# Supplied passage:
###
Fiddler in the Rough, Part Four: Exit the Queen
Daniel F. Levin is a playwright, composer and lyricist living in Brooklyn. His newest play, “Hee-Haw: It’s a Wonderful Li_e,” was called a “delightful surprise” by the New York Times; his musical, “To Paint the Earth,” about resistance fighters in the Warsaw Ghetto, won the Richard Rogers Development Award. This is the last in a series of four posts about his summer directing “Fiddler on the Roof,” crossposted from Frontier Psychiatrist. Read the first three posts here, here and here.
I don’t mean that the kids fell apart. They sang and acted their hearts out. But the body mics used on the four leads were making popping machine gun sounds every 20 seconds. When we cut the body mics, the band drowned out the singers. Sure I had yelled at the sound guy earlier in the week and made him promise me that he would have the mics working by the performance. But my sound guy was a 15-year-old camper with his own problems.
###
# Required work:
**1.** Do the following statements agree with the post about directing "Fiddler on the Roof"? (a) The body mics were worn by the four leads. (b) The sound guy was an adult professional. (c) Cutting the body mics allowed the singers to be heard over the band.
**2.** Repeat verbatim the stretch of the post about directing "Fiddler on the Roof" from "I don’t mean" through "his own problems.".

# Given records:
###
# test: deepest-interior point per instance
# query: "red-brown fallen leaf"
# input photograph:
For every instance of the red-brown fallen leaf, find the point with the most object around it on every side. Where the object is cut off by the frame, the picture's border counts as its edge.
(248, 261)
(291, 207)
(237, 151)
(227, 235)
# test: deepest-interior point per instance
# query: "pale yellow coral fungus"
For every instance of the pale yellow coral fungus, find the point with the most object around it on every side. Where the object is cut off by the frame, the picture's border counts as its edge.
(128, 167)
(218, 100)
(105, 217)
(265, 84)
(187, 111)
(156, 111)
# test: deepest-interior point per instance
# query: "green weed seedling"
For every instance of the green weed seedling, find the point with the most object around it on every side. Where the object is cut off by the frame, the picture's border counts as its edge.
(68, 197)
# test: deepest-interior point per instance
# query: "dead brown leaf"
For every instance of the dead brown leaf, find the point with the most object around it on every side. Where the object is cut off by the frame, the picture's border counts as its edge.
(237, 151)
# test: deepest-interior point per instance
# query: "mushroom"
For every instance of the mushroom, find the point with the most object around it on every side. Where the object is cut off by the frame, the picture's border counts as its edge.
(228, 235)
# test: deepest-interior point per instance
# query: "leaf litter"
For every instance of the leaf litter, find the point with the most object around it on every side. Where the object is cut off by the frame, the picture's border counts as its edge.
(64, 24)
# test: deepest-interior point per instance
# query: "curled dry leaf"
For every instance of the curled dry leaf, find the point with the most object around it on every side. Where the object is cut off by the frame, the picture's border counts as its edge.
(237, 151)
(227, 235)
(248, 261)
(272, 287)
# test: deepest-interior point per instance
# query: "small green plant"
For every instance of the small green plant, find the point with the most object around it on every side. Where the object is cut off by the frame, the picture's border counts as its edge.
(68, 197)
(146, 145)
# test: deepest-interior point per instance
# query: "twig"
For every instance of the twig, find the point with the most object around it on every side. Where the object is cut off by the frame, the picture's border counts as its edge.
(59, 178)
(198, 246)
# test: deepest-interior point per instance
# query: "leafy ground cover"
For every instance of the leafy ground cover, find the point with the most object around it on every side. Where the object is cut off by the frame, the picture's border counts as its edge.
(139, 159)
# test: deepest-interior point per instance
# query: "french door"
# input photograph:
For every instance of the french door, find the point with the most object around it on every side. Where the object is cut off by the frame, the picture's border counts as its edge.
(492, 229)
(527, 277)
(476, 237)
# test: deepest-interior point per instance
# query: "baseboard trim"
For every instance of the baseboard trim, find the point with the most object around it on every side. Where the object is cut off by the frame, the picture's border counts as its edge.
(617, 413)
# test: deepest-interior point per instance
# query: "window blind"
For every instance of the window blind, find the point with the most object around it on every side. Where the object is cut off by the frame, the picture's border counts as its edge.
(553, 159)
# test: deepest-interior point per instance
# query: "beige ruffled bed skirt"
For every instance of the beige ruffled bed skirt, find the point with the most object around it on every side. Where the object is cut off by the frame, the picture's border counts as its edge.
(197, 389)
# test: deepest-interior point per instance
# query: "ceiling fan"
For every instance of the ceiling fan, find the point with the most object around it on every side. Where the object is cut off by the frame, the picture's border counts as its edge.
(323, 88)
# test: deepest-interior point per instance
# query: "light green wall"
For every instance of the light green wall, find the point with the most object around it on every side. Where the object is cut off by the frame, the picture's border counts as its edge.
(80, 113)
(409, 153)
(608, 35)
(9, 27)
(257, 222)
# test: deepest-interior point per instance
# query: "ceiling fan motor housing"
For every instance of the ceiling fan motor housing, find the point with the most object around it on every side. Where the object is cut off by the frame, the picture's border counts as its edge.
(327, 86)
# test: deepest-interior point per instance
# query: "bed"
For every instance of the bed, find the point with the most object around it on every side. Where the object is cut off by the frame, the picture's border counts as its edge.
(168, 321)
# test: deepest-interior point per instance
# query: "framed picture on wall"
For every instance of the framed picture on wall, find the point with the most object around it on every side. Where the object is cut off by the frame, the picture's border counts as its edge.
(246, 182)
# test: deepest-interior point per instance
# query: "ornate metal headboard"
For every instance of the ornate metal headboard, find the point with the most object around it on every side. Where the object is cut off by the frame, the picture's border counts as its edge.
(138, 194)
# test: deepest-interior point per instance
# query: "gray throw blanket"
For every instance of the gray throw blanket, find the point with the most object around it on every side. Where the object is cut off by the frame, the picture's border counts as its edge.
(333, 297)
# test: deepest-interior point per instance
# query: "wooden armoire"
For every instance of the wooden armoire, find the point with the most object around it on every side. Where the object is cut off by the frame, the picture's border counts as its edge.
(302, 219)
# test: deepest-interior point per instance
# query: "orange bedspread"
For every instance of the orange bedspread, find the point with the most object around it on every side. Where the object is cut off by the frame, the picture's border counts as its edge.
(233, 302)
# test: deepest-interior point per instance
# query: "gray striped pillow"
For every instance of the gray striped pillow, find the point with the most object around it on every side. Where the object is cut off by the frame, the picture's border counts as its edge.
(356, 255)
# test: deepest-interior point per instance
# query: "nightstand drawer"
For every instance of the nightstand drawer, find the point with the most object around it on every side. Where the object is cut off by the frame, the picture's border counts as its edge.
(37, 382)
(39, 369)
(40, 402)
###
# Answer list:
**1.**
(a) Yes: "the body mics used on the four leads"
(b) No: "my sound guy was a 15-year-old camper with his own problems"
(c) No: "When we cut the body mics, the band drowned out the singers."

**2.**
I don’t mean that the kids fell apart. They sang and acted their hearts out. But the body mics used on the four leads were making popping machine gun sounds every 20 seconds. When we cut the body mics, the band drowned out the singers. Sure I had yelled at the sound guy earlier in the week and made him promise me that he would have the mics working by the performance. But my sound guy was a 15-year-old camper with his own problems.